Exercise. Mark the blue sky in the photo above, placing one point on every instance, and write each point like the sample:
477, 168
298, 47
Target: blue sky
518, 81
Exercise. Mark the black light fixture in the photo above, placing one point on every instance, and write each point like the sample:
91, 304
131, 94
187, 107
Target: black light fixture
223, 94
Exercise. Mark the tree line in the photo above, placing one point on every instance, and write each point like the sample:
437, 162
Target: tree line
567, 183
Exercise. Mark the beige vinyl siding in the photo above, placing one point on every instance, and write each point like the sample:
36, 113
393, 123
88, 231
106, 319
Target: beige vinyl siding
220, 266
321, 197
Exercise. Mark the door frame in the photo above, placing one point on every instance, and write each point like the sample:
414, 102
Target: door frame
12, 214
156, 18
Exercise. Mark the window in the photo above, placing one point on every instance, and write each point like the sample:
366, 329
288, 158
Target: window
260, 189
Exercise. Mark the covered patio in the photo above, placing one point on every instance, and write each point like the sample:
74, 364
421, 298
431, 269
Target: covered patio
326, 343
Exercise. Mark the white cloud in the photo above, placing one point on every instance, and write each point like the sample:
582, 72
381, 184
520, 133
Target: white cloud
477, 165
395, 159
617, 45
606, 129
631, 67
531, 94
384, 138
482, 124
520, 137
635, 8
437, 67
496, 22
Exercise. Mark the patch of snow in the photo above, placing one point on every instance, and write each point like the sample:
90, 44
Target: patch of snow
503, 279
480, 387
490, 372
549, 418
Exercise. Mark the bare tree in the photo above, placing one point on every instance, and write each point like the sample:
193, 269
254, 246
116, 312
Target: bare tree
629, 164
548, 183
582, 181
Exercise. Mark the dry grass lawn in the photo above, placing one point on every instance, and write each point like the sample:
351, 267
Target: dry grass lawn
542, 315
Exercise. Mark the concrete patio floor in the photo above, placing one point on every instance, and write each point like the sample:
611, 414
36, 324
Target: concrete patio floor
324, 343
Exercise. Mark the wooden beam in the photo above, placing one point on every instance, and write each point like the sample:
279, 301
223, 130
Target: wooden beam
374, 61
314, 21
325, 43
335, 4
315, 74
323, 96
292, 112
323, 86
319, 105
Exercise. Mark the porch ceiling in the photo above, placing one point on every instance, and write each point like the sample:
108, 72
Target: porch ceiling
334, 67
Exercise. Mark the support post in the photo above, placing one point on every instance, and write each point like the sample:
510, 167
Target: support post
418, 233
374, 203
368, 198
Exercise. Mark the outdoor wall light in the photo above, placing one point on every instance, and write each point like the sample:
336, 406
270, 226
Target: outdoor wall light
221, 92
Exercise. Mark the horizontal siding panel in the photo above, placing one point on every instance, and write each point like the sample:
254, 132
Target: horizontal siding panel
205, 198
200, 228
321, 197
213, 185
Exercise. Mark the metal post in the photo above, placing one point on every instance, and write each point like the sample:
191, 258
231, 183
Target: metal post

◇ ◇ ◇ ◇ ◇

### EXERCISE:
Repeat all of the records above exactly as written.

### EXPECTED ANSWER:
Exercise. Mark the blue sky in the photo above, placing one point on every instance, and write each point like the sample:
477, 168
298, 47
Target: blue sky
518, 81
Exercise. Mark the black light fixture in the photo above, placing one point on every instance, and write each point like the sample:
91, 304
131, 94
187, 107
Target: black light fixture
223, 94
Exercise. Mark the tree line in the photo above, placing one point on every instance, and write each point like the sample:
437, 162
Target: tree line
567, 183
Exercise. Mark the beige vinyl siding in the photo above, placing one point on every instance, and write each point like the sample:
36, 113
393, 123
88, 231
106, 319
Target: beige vinyl siding
220, 266
321, 197
Exercise. Mark the door frame in the photo above, placing one point on every instance, and write each point like the sample:
414, 102
Target: door frame
12, 214
156, 18
Exercise. Mark the window in the photo above, placing one point on every instance, and write each point like the sample:
366, 329
288, 158
Target: window
260, 189
Exercise. Mark the covered patio in the photo above, placing one point on every instance, and write each point like the sample:
74, 364
421, 298
431, 269
Target: covered patio
326, 343
Exercise. Mark the white cloud in the photo above, placing one point on every instance, and write each point like the sample:
582, 72
381, 184
520, 133
Target: white cloud
477, 165
395, 159
617, 45
606, 129
631, 67
531, 94
384, 138
482, 124
520, 137
635, 8
437, 67
496, 22
Exercise. Mark the patch of snow in the photo above, placing one point on every instance, and write each point like the sample:
90, 44
Target: patch of snow
503, 279
480, 387
490, 372
549, 418
Exercise. Mark the bare tree in the photo above, placing one point on every instance, and write each point like the sample:
193, 269
254, 246
116, 312
Target: bare tree
629, 164
548, 183
582, 181
Exercise. Mark the dry grass lawn in the photo above, placing one point on every instance, and write each point like the sample:
351, 267
Target: dry grass lawn
542, 315
Exercise. Mark the concrete patio floor in the photo above, placing one point on every instance, and write each point like the sample:
611, 414
36, 324
Target: concrete patio floor
324, 343
Exercise. Mark the wooden beam in the photo above, placing one point on every instance, and write each point like the sample:
279, 301
223, 130
Target: wooden beam
374, 61
314, 21
325, 43
335, 4
315, 74
323, 96
292, 112
323, 86
319, 105
Exercise. Mark the porch ceiling in the photo above, placing one point on every instance, and write each point like the sample:
108, 72
Target: porch ceiling
334, 67
Exercise. Mark the support post in the photo above, placing one point on every instance, and write each point like the sample:
510, 167
Target: support post
418, 233
374, 203
368, 198
Exercise. Mark the outdoor wall light in the photo above, placing one point on every instance, and write each point like the sample:
336, 406
270, 226
Target: outdoor wall light
221, 92
Exercise. Mark the horizontal siding panel in the photo above, placing one point on every instance, and write each point like the sample:
254, 132
Target: horizontal siding panel
205, 198
200, 228
321, 197
213, 185
Exercise. Mark the metal post in the photo above, placing one point on every instance, and write each point like the sample:
191, 258
231, 183
Target: metal post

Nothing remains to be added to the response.